▸ **Task brief**
Your response must consist of the listing below, repeated exactly.

--*--

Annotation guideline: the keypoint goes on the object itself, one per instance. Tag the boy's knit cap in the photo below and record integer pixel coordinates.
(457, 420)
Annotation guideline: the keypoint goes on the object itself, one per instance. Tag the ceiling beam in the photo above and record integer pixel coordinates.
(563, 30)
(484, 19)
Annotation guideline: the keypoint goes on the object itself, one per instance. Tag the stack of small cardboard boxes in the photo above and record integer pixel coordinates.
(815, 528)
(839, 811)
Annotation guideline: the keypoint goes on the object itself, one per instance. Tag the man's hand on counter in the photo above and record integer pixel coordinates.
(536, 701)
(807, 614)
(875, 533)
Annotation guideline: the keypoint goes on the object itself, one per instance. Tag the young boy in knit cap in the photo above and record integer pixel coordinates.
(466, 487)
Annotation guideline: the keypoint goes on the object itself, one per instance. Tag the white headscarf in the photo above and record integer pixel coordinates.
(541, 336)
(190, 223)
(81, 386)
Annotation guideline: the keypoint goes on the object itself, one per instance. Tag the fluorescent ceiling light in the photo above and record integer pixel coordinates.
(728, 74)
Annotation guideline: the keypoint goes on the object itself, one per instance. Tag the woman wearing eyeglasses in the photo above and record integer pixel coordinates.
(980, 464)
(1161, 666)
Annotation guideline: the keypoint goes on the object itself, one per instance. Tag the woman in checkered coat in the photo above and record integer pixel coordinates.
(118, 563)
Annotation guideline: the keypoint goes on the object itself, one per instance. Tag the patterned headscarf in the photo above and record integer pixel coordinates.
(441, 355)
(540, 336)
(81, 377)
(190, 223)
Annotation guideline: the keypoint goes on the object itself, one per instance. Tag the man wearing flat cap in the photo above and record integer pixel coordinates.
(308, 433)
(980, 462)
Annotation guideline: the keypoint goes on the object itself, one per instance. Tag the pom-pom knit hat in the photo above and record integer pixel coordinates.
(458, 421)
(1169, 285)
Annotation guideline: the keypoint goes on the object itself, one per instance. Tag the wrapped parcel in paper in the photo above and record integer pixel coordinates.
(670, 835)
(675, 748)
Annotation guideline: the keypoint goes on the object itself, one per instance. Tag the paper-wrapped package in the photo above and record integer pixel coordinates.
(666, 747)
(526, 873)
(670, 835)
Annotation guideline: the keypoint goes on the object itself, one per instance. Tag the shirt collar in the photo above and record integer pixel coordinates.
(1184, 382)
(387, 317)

--*--

▸ **Solution**
Annotation guideline: the keypoint goes on the object itself, one per instance. Tag the boy's knit cap in the photo below and record integer pixel coordinates.
(457, 420)
Annotation guideline: the keypoint goes on the object itself, one per instance. Tag the ceiling beam in the photo above and record integer pixel coordinates.
(563, 30)
(484, 19)
Annotation guideline: the keypoint goes on the object itself, one per instance. Tag the stack of small cardboard boxes in the photo above and record integer pixel coordinates.
(815, 528)
(839, 811)
Annotation guideline: the keypoint goes on the object itself, one per instance. Tag the man's hand on counter in the photo above and record integer pixel coordinates.
(536, 701)
(807, 614)
(875, 533)
Annotation guideline: the keypoint goes on the object itself, one per instance. Tag the young boy in knit cap in the photo above and record integer pixel coordinates.
(466, 487)
Annotation guideline: the keypoint goes on the object itself, one per instance. Tag the white headscarf in the photo above and record integer pixel coordinates.
(541, 336)
(190, 223)
(81, 386)
Annotation guideline: the keypoint goes on the object itself, one per instance. Tag the fluorescent ceiling light in the photo above and record integer pixel coordinates.
(728, 74)
Annotation guideline: the keypoint goes on the object itself, one per instance. Tag the woman wearing eyeglasses in the photo above and record integer pixel coordinates.
(980, 464)
(1161, 666)
Annotation guideline: the keypoint goes on the object itself, one per instance. Tag the woman in checkered coat in the photo above and record integer pixel coordinates.
(118, 563)
Annotation guideline: the keypoint goes on the object itself, one per instance. Tag the patterned headscarf in the photo above and record integer pixel coordinates.
(441, 355)
(540, 336)
(81, 377)
(190, 223)
Annotation guideline: the keypoint goes on the object itself, one per instance. Tag the man wearing flat cap in the photo above and record integer pixel coordinates.
(308, 433)
(980, 462)
Annotation guideline: the keypoint goes on the object itself, one per instance. Tag the pom-pom knit hat in the photo above and record integer pixel coordinates.
(458, 421)
(1169, 285)
Annotation guideline: the keypoint goes on the object itself, one per instance. Tag the wrapped parcel in paper in the photo above and record integer pixel coordinates.
(670, 835)
(675, 748)
Annotation guideline: the keypoint goes on the object itself, one per instance. Tag the paper-wrapped package in the photo above and record integer pixel coordinates.
(666, 747)
(526, 873)
(670, 835)
Annotation guideline: the keypoint goes on the object itself, one per instance. Tag the shirt collar in the photo above and record integer pixel coordinates.
(1184, 382)
(387, 317)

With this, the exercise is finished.